* Start Source records *

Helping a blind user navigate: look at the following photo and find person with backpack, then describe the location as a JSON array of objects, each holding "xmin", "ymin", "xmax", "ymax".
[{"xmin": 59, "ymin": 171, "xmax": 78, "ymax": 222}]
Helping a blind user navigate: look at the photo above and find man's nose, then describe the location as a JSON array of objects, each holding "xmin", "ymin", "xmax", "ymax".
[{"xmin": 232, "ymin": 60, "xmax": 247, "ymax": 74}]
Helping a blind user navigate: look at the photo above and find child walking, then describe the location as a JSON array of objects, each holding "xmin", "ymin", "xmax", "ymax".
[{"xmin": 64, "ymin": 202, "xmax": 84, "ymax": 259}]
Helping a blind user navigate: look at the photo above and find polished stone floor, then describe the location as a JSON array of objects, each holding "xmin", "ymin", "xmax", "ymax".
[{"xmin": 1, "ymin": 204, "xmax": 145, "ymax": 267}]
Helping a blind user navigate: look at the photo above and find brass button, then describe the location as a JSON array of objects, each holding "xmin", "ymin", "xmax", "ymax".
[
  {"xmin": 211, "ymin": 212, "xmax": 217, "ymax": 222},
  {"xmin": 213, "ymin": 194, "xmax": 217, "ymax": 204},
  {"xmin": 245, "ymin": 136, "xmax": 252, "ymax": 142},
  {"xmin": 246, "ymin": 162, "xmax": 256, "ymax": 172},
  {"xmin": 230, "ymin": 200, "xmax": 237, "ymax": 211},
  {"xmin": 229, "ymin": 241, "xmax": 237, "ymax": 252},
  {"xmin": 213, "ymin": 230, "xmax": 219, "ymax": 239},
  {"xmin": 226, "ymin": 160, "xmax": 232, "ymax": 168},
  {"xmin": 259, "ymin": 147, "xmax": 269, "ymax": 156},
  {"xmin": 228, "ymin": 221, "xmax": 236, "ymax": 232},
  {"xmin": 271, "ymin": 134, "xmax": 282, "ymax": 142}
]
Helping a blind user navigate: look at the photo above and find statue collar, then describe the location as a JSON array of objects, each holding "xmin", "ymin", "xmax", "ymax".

* End Source records *

▸ **Job**: Reproduce the records word for word, starting with the line that contains "and find man's" and continuing through the end of the records.

▸ **Problem solution**:
Helping a blind user navigate: look at the photo above and find man's nose, then describe the location as a JSON array of objects, each holding "xmin", "ymin", "xmax", "ymax".
[{"xmin": 232, "ymin": 60, "xmax": 247, "ymax": 74}]
Helping a blind user navigate: look at the photo above and find child walking, then describe the location as a JSON array of objects, each holding "xmin", "ymin", "xmax", "ymax".
[{"xmin": 64, "ymin": 202, "xmax": 84, "ymax": 259}]
Helping a blind user navigate: look at the photo above and find polished stone floor, then describe the location as a JSON array of objects, each holding "xmin", "ymin", "xmax", "ymax".
[{"xmin": 1, "ymin": 204, "xmax": 145, "ymax": 267}]
Helping a blind user navigate: look at the photo above and find brass button, then describe the location as a JSON array of objects, each holding "xmin", "ymin", "xmax", "ymax".
[
  {"xmin": 211, "ymin": 212, "xmax": 217, "ymax": 222},
  {"xmin": 213, "ymin": 194, "xmax": 217, "ymax": 204},
  {"xmin": 245, "ymin": 136, "xmax": 252, "ymax": 142},
  {"xmin": 246, "ymin": 162, "xmax": 256, "ymax": 172},
  {"xmin": 230, "ymin": 200, "xmax": 237, "ymax": 211},
  {"xmin": 229, "ymin": 241, "xmax": 237, "ymax": 252},
  {"xmin": 213, "ymin": 230, "xmax": 219, "ymax": 239},
  {"xmin": 226, "ymin": 160, "xmax": 232, "ymax": 168},
  {"xmin": 259, "ymin": 147, "xmax": 269, "ymax": 156},
  {"xmin": 228, "ymin": 221, "xmax": 236, "ymax": 232},
  {"xmin": 271, "ymin": 134, "xmax": 282, "ymax": 142}
]
Helping a blind user navigate: look at the photo above and find statue collar, then describe the location as a JSON array of objects, each holding "xmin", "ymin", "xmax", "ymax".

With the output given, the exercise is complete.